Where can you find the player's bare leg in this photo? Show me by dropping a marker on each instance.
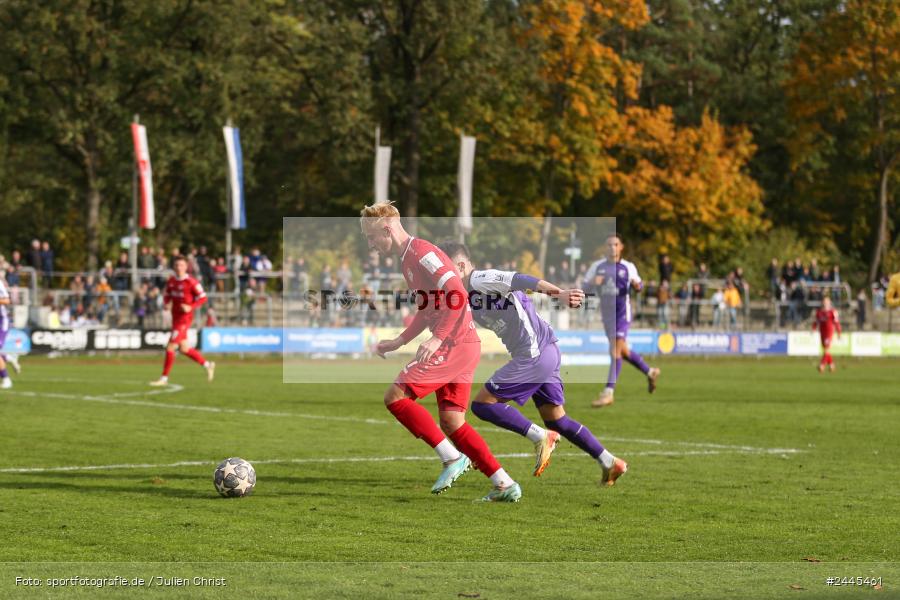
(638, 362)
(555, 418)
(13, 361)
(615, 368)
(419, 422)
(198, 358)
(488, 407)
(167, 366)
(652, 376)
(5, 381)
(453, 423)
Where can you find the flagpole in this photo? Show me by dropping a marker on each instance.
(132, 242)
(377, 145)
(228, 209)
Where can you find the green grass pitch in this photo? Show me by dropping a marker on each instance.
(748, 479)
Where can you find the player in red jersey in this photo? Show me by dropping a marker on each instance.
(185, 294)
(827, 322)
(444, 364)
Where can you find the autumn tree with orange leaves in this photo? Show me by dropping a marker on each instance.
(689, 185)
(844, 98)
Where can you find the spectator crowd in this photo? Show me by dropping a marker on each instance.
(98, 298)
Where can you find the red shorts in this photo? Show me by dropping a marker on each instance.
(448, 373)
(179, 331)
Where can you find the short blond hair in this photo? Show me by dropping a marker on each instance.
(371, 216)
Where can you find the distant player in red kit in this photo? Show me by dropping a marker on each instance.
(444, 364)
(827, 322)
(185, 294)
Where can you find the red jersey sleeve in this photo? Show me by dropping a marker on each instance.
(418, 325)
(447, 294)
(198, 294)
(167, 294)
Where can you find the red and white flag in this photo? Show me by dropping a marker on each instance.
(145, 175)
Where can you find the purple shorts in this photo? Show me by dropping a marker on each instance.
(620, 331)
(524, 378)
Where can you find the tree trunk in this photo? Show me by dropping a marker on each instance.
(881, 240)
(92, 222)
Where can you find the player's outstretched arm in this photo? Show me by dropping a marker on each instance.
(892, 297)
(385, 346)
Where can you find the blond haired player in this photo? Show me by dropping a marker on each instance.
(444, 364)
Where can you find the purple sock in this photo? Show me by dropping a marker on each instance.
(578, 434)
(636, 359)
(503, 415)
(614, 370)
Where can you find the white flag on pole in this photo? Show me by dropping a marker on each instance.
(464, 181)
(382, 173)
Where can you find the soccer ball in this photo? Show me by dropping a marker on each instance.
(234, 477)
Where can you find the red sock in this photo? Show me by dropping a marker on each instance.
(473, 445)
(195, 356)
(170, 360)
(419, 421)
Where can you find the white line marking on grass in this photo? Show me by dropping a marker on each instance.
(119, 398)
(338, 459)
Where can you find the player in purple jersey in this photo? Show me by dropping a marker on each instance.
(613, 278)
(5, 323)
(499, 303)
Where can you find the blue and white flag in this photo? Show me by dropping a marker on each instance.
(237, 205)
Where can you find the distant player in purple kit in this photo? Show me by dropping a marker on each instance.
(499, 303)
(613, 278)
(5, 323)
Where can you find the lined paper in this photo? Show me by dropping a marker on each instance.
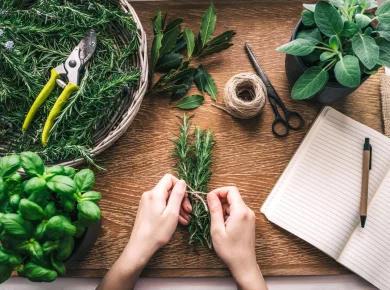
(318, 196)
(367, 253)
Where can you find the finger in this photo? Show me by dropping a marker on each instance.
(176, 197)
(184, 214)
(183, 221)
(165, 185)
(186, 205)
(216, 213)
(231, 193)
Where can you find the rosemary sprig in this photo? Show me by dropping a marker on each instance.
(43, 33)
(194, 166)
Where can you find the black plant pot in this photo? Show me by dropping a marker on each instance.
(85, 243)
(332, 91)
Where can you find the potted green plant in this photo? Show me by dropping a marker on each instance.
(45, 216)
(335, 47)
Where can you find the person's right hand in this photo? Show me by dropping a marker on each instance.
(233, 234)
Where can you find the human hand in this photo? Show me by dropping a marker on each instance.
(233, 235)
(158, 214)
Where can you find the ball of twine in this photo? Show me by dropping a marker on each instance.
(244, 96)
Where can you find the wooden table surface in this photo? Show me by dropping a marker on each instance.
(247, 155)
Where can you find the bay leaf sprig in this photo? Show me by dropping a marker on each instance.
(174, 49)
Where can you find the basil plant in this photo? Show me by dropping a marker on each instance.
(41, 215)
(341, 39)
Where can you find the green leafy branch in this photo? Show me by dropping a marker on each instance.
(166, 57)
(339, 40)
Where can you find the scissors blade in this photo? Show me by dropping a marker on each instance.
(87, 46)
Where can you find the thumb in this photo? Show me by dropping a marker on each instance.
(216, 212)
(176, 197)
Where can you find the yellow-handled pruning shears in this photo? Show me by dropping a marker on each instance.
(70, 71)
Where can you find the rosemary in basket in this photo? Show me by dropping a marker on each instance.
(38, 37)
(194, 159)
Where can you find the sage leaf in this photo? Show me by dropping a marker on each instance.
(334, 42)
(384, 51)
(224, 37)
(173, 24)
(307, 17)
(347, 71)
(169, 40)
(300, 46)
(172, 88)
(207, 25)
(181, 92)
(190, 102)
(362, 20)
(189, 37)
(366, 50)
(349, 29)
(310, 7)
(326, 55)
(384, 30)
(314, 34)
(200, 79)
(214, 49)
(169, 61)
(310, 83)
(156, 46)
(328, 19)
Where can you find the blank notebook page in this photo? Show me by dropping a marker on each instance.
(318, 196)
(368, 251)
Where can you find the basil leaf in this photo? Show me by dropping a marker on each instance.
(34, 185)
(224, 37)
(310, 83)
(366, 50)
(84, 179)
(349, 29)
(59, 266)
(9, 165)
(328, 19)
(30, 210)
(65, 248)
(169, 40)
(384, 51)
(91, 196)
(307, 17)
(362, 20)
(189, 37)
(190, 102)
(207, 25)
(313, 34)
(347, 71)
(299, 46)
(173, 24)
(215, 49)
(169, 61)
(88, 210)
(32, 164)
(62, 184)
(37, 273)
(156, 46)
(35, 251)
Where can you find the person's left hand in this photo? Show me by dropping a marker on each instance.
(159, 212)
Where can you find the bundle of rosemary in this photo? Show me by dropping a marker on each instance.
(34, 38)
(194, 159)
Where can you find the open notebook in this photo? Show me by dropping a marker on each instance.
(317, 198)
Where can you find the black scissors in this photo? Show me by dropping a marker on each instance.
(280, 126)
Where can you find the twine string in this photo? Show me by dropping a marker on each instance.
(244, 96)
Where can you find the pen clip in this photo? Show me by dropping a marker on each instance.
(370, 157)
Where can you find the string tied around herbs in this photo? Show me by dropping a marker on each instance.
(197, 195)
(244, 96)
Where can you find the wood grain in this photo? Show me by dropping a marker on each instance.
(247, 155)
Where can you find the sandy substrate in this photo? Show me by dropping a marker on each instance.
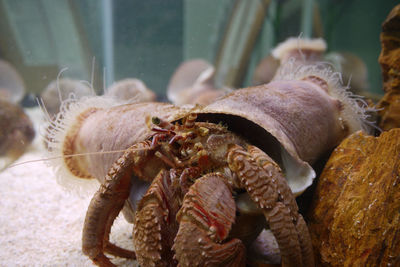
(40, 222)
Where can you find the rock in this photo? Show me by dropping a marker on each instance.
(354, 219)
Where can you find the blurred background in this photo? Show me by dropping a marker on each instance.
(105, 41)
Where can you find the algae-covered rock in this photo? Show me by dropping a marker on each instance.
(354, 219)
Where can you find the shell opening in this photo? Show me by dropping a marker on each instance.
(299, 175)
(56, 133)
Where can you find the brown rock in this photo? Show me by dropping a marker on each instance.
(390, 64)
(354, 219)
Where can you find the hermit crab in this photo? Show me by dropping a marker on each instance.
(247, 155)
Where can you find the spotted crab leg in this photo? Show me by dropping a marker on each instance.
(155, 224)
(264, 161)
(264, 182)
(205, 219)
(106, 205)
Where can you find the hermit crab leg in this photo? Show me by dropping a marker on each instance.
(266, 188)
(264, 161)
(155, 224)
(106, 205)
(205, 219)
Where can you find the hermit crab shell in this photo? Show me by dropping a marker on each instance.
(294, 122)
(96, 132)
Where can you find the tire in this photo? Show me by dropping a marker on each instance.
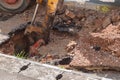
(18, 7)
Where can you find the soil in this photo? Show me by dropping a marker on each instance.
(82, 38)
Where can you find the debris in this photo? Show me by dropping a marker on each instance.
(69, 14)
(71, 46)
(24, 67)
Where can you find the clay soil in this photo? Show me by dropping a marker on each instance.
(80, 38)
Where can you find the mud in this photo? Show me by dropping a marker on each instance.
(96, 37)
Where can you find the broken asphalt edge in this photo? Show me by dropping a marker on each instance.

[Your objective]
Everything in the listing above, apart from its pictures, must be repeated exactly.

[Your solution]
Where can you find the player's bare leg in this photo? Show me by dropping a marker on each instance.
(638, 362)
(555, 418)
(13, 361)
(615, 368)
(419, 422)
(198, 358)
(488, 407)
(167, 366)
(652, 376)
(5, 381)
(453, 423)
Where can you find the flagpole in this photo? Show me by dropping a marker on each instance.
(132, 242)
(377, 145)
(228, 209)
Where can you find the green grass pitch in this photo? Show me by dropping a marker on each instance.
(748, 479)
Where can you find the player in red jersey in this photo? Show me by dropping a marker on each instance.
(185, 294)
(827, 322)
(444, 364)
Where can you find the autumn tree with orange leaves in this photo? Show me by dropping a marker on each instance.
(689, 185)
(844, 98)
Where can you find the spectator crowd in this photo? Show me by dropping a marker on each instance.
(98, 298)
Where can you find the red shorts in this photo? Show me by dropping a marker on each instance.
(448, 373)
(179, 331)
Where can you find the short blond hair in this photo? Show me by dropping a marker on each instance.
(371, 216)
Where can you find the distant player in red kit in this photo? Show me by dropping a marker on each instance.
(444, 364)
(827, 322)
(185, 294)
Where can you find the red jersey sleeve in this photo? Show me by dropping a marker on each instance.
(418, 325)
(447, 294)
(198, 294)
(167, 294)
Where can you find the red and white flag in this photo? Show me by dropping a marker on each instance.
(145, 175)
Where can you find the purple shorts in this photo? Show me by dropping a marker on each instance.
(620, 331)
(524, 378)
Where can you find the tree trunk in this photo? Show me by dropping a marker on each instance.
(881, 240)
(92, 222)
Where can you find the player's outstretched arm in this photo? Show me by dropping a marker on each instance.
(892, 297)
(385, 346)
Where can you find the blond haired player in this photo? Show me by dropping a marker on each instance.
(444, 364)
Where can you find the purple sock in this photo? Show me by dropping a marker on each instance.
(578, 434)
(636, 359)
(503, 415)
(614, 370)
Where can you find the white flag on pole in this photo? Show me by dropping a marker on each instance.
(464, 181)
(382, 173)
Where can you find the soccer ball in this photo? Show me by dropping a marker on each instance.
(234, 477)
Where can you find the red sock in this photo? Show me by dropping a marker on each instance.
(473, 445)
(195, 356)
(170, 360)
(419, 421)
Where can you find the white line marking on grass in this photo? Show me by dropping a marker on each instance.
(119, 398)
(338, 459)
Where can you find the player in purple jersey in this photo? Show me by dropping a marker on each instance.
(613, 278)
(5, 323)
(499, 303)
Where can you find the blue and white flag in this photo? Show me by dropping a marker on each instance.
(237, 205)
Where can you find the distant player in purple kit in this photo? Show me by dropping a marker on each instance.
(499, 303)
(613, 278)
(5, 323)
Where can you find the lined paper in this photo? Show me by dropping a marker on each instance.
(318, 196)
(367, 253)
Where can you find the finger in this photo? Show me by dropping a marker on each instance.
(176, 197)
(184, 214)
(183, 221)
(165, 185)
(186, 205)
(216, 213)
(231, 193)
Where can you find the rosemary sprig in this photo? Show me by dropping a marker on each instance.
(43, 33)
(194, 166)
Where can you find the black plant pot in this photo? Show me by dropping a marker on each instance.
(85, 243)
(332, 91)
Where can you find the potted green plant in this photo? Show me by dropping a marker on each instance.
(45, 216)
(335, 47)
Where can you find the person's right hand in this photo? Show me by dropping a marker on each instance.
(233, 234)
Where can you find the human hand in this photo? Show me by dropping a marker on each instance.
(233, 235)
(158, 214)
Where can you find the ball of twine in this photo? Show me by dropping a marker on each instance.
(244, 96)
Where can you find the wooden table surface in this photo? Show me by dropping a marker on each instance.
(247, 155)
Where can you find the bay leaf sprig in this photo? Show me by dropping a marker on each instance.
(174, 49)
Where can you find the basil plant in this photo? Show me by dropping a marker on each instance.
(41, 215)
(341, 39)
Where can you find the green leafy branch in this photo? Show me by dropping a marker on each instance.
(166, 57)
(339, 40)
Where can you find the scissors blade in this photo? Show me by dropping a marker on each instance.
(87, 46)
Where can you find the thumb in this photo? Show me by dropping a marker on each instance.
(216, 212)
(176, 197)
Where can you find the yellow-handled pruning shears in this photo? Show me by dropping a marker on each instance.
(70, 71)
Where can you find the rosemary in basket in this photo? Show me by dropping a marker on each instance.
(38, 37)
(194, 159)
Where can you find the sage leaf in this photo? Show me by dropping a marker on each instance.
(334, 42)
(384, 51)
(224, 37)
(173, 24)
(307, 17)
(347, 71)
(169, 40)
(300, 46)
(172, 88)
(207, 25)
(181, 92)
(190, 102)
(362, 20)
(189, 37)
(366, 50)
(349, 29)
(310, 7)
(326, 55)
(384, 30)
(314, 34)
(200, 79)
(214, 49)
(169, 61)
(310, 83)
(156, 46)
(328, 19)
Where can you find the blank notebook page in this photo? Show me by dropping a marker on each instance.
(318, 196)
(368, 251)
Where can you find the basil leaf in this photo? Show me by dropping a marker on each instance.
(34, 185)
(224, 37)
(310, 83)
(366, 50)
(84, 179)
(349, 29)
(59, 266)
(9, 165)
(328, 19)
(30, 210)
(65, 248)
(169, 40)
(384, 51)
(91, 196)
(307, 17)
(362, 20)
(189, 37)
(190, 102)
(207, 25)
(313, 34)
(347, 71)
(299, 46)
(173, 24)
(215, 49)
(169, 61)
(88, 210)
(32, 164)
(62, 184)
(37, 273)
(156, 46)
(35, 251)
Where can you find the person's left hand in this photo? Show me by dropping a marker on each instance.
(159, 212)
Where can you find the bundle of rosemary in this photo? Show me by dropping a marker on each instance.
(34, 38)
(194, 159)
Where can you find the open notebook in this photo? Show me by dropping a marker on each instance.
(317, 198)
Where can you find the black scissors in this photo? Show me by dropping a marker on each instance.
(280, 126)
Where can you find the twine string in this photo? Show me by dropping a marker on each instance.
(244, 96)
Where can you find the pen clip in this photo? Show me by dropping a marker on each instance.
(370, 157)
Where can you find the string tied around herbs in this photo? Show me by dropping a marker on each instance.
(197, 195)
(244, 96)
Where can you find the wood grain in this photo? Show me by dropping a marker on each instance.
(247, 155)
Where can you find the sandy substrate in this photo? Show me by dropping a marker on each instance.
(40, 222)
Where can you find the rock in this photo? Show me by dropping a marker on each instance.
(354, 219)
Where can you find the blurred background in this photo? Show me by dropping a marker on each instance.
(105, 41)
Where can you find the algae-covered rock in this photo? Show me by dropping a marker on each instance.
(354, 219)
Where can you find the shell opening in this photo? Show me by dropping a marker on each instance.
(299, 175)
(56, 133)
Where can you find the brown rock in this photo? Show me by dropping a marker on each instance.
(390, 64)
(354, 219)
Where can you find the hermit crab in this photo? Show me by dropping a marker on each instance.
(247, 155)
Where can you find the spotted crab leg in this photo? Show me by dropping a marker on each instance.
(155, 224)
(264, 161)
(264, 182)
(205, 219)
(106, 205)
Where can you find the hermit crab leg in this photo? Show me by dropping a marker on each instance.
(266, 188)
(264, 161)
(155, 224)
(106, 205)
(205, 219)
Where can you find the hermit crab shell in this photo? Show me by dropping a marker on each instance.
(294, 122)
(96, 132)
Where can you find the tire in this photo? Show me by dropping a marker on each instance.
(18, 7)
Where can you find the soil in this photo? Show me by dropping a marker on each instance.
(82, 38)
Where can you find the debris in this photo? Show me by dropping a marker on each instance.
(69, 14)
(71, 46)
(24, 67)
Where can you find the clay soil in this photo? Show me by dropping a marker on each instance.
(80, 38)
Where can you find the mud in this photo? Show me by dropping a marker on each instance.
(96, 37)
Where can you find the broken asphalt edge in this photo? Show me by dropping a marker on each instance.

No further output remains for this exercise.